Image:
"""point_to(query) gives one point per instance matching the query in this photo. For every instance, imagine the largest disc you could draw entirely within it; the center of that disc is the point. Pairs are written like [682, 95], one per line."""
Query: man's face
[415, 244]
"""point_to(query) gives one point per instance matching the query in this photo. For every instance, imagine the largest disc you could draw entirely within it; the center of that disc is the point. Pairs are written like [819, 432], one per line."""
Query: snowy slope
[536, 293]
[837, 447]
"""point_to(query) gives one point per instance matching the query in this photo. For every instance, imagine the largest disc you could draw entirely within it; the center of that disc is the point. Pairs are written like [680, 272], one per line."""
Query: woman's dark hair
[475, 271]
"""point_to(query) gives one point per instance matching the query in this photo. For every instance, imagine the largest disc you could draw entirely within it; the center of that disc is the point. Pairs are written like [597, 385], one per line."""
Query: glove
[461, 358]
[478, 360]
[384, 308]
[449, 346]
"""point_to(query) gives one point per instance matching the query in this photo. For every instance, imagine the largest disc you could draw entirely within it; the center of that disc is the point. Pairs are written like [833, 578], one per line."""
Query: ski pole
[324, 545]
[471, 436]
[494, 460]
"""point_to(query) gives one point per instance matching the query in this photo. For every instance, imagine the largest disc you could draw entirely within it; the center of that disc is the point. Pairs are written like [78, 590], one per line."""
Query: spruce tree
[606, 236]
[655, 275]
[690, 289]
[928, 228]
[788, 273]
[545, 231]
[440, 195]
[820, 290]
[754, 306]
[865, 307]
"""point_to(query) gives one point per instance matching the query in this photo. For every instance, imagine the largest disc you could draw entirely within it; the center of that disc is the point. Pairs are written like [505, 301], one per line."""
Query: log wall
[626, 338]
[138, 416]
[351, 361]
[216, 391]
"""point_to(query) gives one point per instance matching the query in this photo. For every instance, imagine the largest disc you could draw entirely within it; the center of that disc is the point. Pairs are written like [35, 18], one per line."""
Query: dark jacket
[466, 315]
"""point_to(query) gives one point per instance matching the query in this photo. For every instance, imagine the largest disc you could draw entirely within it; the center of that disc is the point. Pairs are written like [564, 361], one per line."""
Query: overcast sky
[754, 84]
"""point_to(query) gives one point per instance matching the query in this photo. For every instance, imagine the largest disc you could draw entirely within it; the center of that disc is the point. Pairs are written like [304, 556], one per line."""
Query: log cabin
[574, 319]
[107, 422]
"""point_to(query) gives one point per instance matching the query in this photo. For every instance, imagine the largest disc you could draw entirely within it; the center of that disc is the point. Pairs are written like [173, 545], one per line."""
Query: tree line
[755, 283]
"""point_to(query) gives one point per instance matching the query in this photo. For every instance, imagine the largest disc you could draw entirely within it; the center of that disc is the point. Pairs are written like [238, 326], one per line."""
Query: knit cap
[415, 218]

The exercise:
From the line containing "[304, 556], one" through the final line of the listing above, retype every line exactly; leave out everything else.

Task response:
"""point_to(query) gives one point per instance matching the query in this photo. For every instance, imagine the largest disc you could draw entirely within it; the center of that disc is the point. Pairs are written like [304, 556], one per line."""
Query: log cabin
[574, 319]
[107, 422]
"""point_to(query) gives one point per instance matching the query in this photo. For every instance, imagine the largest disc you could draw entirely within it; the center of that disc is the point. Pairs are written like [173, 545], one per line."""
Query: tree line
[755, 283]
"""point_to(query) gives one point per instance matching the query in this photo. For every instance, imagine the largest disc you could draw entirely within it; the center of that disc is the point. Pairs are written like [238, 326], one per line."""
Query: knit cap
[415, 218]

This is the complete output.